TASKS TO PERFORM
**a.** According to the passage, why will Mom also undergo a swallowing study?
**b.** Rewrite the paragraph of the passage that begins "Shadow. Mom has been wheezing" as a concise bulleted list, keeping its main facts.
**c.** Write out the passage word for word, starting with "Sunday, August 9, 2009" and going on through "for a while.".

In other words, we are doing the peasant dance of joy here at Maplecorners. Join us!

Sunday, August 9, 2009

Shadow and Light

The phlox are in full bloom. Funny thing is, I don't know where this color came from. I only planted purple phlox in this space. I brought them with me from my Mpls garden over 9 years ago.


Here I cropped and ran the Poster Edges filter. I haven't played with that for a while.



Another, cropped differently.

Shadow. Mom has been wheezing/breathing heavily, so we went to the doctor on Friday. Chest x-ray showed a little fluid in one lung, bloodwork showed a slightly elevated white cell count, and pulse ox showed her below acceptable levels. We are treating for aspiration pneumonia, just in case. She had a couple of choking/coughing incidents while eating, so will also do a swallowing study to see if that is now an issue. If it is, that would be a step into the last stage (7) of this damned disease. I can't think of that right now.

DATA PROVIDED
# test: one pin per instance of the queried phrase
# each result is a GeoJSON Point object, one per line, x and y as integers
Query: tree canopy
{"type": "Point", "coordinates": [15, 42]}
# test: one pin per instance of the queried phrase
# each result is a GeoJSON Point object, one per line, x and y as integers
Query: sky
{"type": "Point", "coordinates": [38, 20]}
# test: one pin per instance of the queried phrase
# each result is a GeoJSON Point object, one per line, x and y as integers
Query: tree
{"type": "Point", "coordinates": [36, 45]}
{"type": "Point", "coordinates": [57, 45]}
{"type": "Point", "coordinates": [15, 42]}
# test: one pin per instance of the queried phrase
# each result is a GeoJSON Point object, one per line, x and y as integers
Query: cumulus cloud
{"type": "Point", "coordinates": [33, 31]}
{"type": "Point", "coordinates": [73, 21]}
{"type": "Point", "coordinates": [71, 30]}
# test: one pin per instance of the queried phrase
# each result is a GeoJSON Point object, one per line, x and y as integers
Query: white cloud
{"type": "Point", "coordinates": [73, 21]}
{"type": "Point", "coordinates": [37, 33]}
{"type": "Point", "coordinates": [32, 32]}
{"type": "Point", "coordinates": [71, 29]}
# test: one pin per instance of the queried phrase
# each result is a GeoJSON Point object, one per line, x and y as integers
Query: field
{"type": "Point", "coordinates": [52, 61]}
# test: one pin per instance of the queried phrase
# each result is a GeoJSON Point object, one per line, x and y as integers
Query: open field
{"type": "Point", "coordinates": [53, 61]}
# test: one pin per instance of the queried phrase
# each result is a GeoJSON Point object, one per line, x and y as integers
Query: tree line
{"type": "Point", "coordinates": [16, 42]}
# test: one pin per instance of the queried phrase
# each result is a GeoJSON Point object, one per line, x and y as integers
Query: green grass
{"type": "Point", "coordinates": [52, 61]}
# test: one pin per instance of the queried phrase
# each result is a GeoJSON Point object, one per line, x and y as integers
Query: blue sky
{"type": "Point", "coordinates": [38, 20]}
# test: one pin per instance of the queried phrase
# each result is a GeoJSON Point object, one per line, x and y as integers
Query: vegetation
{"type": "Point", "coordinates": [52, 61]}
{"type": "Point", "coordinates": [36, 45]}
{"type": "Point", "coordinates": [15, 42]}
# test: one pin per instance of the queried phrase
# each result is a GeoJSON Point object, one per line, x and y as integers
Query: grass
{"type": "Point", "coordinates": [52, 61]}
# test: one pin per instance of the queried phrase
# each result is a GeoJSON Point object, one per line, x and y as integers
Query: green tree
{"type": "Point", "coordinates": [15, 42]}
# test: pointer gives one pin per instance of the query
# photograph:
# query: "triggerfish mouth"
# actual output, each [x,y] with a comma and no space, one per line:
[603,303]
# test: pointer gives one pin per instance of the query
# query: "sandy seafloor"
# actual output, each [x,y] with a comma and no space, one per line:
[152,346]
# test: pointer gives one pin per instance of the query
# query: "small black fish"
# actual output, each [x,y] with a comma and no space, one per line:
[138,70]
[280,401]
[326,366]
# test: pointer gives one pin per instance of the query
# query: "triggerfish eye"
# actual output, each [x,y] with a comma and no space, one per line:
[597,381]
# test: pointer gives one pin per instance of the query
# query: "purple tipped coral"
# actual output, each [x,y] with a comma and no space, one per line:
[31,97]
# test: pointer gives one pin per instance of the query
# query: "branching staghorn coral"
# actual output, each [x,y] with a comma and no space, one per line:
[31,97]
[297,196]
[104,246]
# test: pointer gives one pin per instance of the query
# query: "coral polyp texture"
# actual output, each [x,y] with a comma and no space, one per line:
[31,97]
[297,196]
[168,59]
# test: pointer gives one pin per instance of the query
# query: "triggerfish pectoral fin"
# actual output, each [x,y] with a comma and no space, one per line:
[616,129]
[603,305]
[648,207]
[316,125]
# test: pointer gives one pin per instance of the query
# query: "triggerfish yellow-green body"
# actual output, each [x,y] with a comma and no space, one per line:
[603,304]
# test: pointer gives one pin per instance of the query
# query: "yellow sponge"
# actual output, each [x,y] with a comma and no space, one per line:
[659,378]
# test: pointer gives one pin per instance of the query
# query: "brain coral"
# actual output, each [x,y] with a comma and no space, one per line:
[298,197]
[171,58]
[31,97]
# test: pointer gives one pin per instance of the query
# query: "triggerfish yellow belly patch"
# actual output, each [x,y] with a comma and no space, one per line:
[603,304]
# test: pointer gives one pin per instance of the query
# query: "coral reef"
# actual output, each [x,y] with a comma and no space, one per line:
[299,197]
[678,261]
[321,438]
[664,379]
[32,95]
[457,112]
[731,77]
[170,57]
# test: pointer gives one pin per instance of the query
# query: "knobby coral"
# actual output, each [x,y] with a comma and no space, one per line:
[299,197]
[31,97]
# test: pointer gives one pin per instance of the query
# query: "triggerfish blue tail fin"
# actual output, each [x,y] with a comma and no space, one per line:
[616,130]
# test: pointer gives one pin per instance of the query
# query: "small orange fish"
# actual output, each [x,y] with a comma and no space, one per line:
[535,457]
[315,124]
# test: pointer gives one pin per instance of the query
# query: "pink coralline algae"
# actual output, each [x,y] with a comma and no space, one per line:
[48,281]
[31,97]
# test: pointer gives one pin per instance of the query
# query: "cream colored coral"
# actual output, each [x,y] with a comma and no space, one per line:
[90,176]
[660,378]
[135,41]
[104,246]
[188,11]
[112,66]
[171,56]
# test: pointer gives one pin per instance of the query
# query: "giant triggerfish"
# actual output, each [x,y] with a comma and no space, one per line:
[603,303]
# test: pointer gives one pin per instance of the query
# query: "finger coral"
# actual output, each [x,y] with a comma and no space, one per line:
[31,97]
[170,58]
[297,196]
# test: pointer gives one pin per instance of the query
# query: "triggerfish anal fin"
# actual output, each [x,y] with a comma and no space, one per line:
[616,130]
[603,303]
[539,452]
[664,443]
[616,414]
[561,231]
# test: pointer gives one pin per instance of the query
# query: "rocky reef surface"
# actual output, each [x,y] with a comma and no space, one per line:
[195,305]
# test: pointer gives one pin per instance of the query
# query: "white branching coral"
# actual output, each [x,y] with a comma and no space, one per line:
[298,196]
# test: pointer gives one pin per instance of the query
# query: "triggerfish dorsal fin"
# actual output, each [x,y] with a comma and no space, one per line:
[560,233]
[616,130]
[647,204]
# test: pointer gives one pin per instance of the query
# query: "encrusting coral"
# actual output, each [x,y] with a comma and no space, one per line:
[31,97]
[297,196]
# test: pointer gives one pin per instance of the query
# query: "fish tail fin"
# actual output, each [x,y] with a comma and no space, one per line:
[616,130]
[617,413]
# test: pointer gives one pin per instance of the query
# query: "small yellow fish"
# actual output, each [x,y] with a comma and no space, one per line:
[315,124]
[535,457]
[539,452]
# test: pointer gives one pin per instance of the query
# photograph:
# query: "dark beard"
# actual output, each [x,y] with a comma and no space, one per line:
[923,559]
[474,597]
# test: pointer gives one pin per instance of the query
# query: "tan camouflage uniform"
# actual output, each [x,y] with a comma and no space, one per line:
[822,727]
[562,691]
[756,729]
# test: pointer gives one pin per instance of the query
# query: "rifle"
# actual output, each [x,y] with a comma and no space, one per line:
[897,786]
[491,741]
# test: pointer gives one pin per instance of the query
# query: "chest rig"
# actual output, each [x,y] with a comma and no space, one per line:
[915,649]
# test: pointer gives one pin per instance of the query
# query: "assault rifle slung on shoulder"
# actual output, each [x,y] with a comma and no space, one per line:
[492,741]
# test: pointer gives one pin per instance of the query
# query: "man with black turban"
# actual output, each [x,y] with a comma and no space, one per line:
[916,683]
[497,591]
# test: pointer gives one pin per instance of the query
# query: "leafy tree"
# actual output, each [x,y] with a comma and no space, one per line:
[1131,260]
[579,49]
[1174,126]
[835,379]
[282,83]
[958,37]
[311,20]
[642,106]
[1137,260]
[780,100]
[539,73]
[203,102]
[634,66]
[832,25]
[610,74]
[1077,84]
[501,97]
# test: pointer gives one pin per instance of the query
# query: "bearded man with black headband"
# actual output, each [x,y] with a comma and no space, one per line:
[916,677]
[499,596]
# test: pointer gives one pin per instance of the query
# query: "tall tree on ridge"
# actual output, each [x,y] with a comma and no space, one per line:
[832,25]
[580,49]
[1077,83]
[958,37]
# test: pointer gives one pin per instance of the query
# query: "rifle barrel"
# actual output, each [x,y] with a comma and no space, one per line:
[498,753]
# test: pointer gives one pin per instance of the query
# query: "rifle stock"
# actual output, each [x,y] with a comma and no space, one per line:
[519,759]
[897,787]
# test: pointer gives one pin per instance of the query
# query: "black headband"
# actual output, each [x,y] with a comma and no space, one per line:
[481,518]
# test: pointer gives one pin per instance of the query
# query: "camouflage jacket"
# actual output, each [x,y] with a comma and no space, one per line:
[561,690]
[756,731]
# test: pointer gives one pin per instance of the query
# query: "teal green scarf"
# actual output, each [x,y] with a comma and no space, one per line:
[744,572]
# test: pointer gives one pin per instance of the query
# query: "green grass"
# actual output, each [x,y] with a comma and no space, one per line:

RESPONSES BY TASK
**a.** She had a couple of choking and coughing incidents while eating. The study is meant to determine whether swallowing has now become an issue.

**b.**
- Mom has been wheezing and breathing heavily, so she was taken to the doctor on Friday.
- A chest x-ray showed a little fluid in one lung.
- Bloodwork showed a slightly elevated white cell count.
- Pulse oximetry showed her below acceptable levels.
- She is being treated for aspiration pneumonia as a precaution.
- After a couple of choking and coughing incidents while eating, she will have a swallowing study.
- If swallowing is now an issue, that would mark a step into the last stage (7) of the disease, which the writer cannot think about right now.

**c.**
Sunday, August 9, 2009

Shadow and Light

The phlox are in full bloom. Funny thing is, I don't know where this color came from. I only planted purple phlox in this space. I brought them with me from my Mpls garden over 9 years ago.


Here I cropped and ran the Poster Edges filter. I haven't played with that for a while.